**DIRECTIONS**
Reproduce each of the lines below verbatim, in their original order, with no changes to wording or punctuation.

:::

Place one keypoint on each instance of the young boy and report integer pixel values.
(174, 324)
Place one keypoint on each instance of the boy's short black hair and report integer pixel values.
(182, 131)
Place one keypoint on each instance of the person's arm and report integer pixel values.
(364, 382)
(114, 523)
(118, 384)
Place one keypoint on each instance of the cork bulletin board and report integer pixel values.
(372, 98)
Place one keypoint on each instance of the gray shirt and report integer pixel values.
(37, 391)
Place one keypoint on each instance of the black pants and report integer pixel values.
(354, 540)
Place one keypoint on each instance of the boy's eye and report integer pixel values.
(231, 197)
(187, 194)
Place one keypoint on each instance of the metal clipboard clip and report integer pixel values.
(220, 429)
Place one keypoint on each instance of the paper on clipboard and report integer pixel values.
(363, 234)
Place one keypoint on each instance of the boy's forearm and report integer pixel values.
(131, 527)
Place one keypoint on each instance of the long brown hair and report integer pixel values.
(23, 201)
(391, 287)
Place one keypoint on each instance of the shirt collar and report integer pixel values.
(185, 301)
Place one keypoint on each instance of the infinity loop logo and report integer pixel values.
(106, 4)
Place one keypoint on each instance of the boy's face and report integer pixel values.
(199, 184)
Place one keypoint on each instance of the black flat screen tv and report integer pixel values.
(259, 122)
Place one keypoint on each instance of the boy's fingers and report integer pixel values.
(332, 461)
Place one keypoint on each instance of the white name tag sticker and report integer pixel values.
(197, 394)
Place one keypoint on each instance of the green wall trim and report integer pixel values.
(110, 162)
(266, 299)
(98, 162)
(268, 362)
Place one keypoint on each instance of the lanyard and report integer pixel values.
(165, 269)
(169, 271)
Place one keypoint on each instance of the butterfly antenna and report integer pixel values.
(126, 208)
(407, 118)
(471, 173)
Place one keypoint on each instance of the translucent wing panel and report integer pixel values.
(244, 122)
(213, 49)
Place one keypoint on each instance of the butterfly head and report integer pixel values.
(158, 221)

:::

**TASK RESULT**
Place one keypoint on each instance of the young boy and report integer pixel values.
(174, 324)
Place one keypoint on each instance of the boy's short black hair and report integer pixel values.
(182, 131)
Place one keypoint on each instance of the person's arm and report integer pixel values.
(364, 382)
(114, 523)
(118, 384)
Place one keypoint on each instance of the cork bulletin board and report integer pixel values.
(372, 98)
Place one keypoint on each instance of the gray shirt and report integer pixel values.
(37, 391)
Place one keypoint on each instance of the black pants and report integer pixel values.
(354, 540)
Place one keypoint on each instance of the boy's eye and report integer pixel values.
(231, 197)
(187, 194)
Place one keypoint on each instance of the metal clipboard clip and report integer pixel values.
(220, 429)
Place one keypoint on each instance of the paper on clipboard and report integer pixel values.
(363, 234)
Place one keypoint on each instance of the boy's forearm and report integer pixel values.
(131, 527)
Place one keypoint on each instance of the long brown hair and report integer pixel values.
(23, 201)
(391, 287)
Place one keypoint on each instance of the shirt collar and report integer pixel values.
(185, 301)
Place one keypoint on each instance of the infinity loop logo and report integer pixel values.
(106, 4)
Place one keypoint on each instance of the boy's face and report integer pixel values.
(199, 184)
Place one keypoint on each instance of the black flat screen tv and report integer pixel values.
(259, 122)
Place one keypoint on each instance of the boy's fingers and report integer pixel values.
(332, 461)
Place one keypoint on each instance of the white name tag sticker and report integer pixel values.
(197, 394)
Place one keypoint on each instance of the green wall trim and report integer pixel values.
(110, 162)
(266, 299)
(98, 162)
(268, 362)
Place one keypoint on each instance of the lanyard and report integer pixel values.
(165, 269)
(169, 271)
Place one keypoint on each instance of the butterfly antenna and report integer pixel values.
(126, 208)
(407, 118)
(471, 173)
Place one keypoint on each instance of the translucent wing panel and report integer pixel values.
(244, 122)
(213, 49)
Place one keypoint on each instance of the butterfly head and report integer pixel values.
(158, 221)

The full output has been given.